[Items from a dataset]

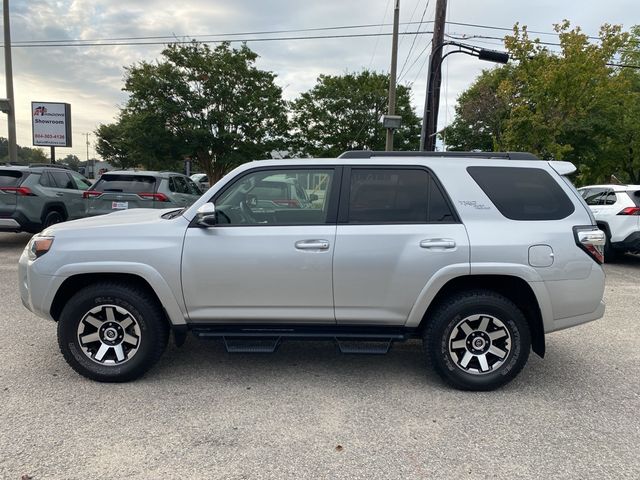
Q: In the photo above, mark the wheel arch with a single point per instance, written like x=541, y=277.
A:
x=51, y=206
x=514, y=288
x=76, y=282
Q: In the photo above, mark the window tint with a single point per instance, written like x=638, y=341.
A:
x=635, y=196
x=45, y=180
x=523, y=193
x=192, y=187
x=62, y=179
x=282, y=197
x=81, y=182
x=181, y=185
x=600, y=196
x=9, y=178
x=396, y=196
x=126, y=183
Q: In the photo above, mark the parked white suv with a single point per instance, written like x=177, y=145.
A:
x=617, y=212
x=478, y=254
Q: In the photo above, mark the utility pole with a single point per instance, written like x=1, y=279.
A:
x=432, y=102
x=8, y=71
x=391, y=111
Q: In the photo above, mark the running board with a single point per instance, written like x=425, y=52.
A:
x=364, y=346
x=265, y=339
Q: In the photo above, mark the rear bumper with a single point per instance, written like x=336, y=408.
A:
x=18, y=222
x=632, y=242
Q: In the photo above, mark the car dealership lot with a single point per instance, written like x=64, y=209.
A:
x=309, y=412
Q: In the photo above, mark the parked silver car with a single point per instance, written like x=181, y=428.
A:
x=38, y=196
x=480, y=255
x=127, y=189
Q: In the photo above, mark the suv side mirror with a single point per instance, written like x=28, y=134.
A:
x=206, y=215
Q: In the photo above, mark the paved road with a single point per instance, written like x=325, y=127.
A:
x=308, y=412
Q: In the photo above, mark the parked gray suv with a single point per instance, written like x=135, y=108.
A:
x=36, y=197
x=478, y=254
x=128, y=189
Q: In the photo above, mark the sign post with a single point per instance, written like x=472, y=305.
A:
x=51, y=124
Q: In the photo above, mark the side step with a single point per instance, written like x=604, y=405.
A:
x=251, y=344
x=364, y=346
x=266, y=339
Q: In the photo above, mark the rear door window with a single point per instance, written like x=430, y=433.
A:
x=523, y=193
x=10, y=178
x=126, y=183
x=62, y=179
x=380, y=195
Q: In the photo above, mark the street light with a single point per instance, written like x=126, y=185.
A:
x=430, y=117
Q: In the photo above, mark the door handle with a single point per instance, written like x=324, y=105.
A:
x=312, y=244
x=444, y=243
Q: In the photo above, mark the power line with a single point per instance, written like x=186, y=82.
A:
x=274, y=32
x=414, y=39
x=241, y=40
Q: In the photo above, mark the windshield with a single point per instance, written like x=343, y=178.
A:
x=126, y=184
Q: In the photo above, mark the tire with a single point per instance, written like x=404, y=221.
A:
x=112, y=332
x=52, y=217
x=475, y=324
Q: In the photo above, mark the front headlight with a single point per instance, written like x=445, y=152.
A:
x=38, y=246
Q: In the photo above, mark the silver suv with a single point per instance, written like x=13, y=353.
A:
x=36, y=197
x=479, y=255
x=617, y=212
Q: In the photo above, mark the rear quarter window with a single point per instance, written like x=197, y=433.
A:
x=523, y=193
x=10, y=178
x=126, y=184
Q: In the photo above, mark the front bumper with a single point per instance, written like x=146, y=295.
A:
x=36, y=289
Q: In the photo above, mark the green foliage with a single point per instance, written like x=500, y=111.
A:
x=569, y=105
x=26, y=155
x=72, y=161
x=343, y=113
x=213, y=105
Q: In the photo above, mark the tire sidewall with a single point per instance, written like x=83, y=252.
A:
x=73, y=313
x=515, y=323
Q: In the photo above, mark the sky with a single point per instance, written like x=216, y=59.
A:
x=90, y=78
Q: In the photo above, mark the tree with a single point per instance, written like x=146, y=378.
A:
x=72, y=161
x=26, y=155
x=480, y=114
x=343, y=113
x=212, y=105
x=570, y=105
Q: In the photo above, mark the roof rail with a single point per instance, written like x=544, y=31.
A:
x=495, y=155
x=49, y=165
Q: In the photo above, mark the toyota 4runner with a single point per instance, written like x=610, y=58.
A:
x=478, y=254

* TASK DETAILS: Transcribe exactly and only the lines from the top of the records through the line containing "Q: In the photo above, mark the window", inclusive, and do not copy the pictures.

* OUTPUT OF THE EXERCISE:
Q: In the photo above, mark the wheel arch with a single point per instance, written like x=541, y=277.
A:
x=51, y=206
x=514, y=288
x=76, y=282
Q: In the photo above, mark the window tint with a single point per instance, written like x=638, y=341.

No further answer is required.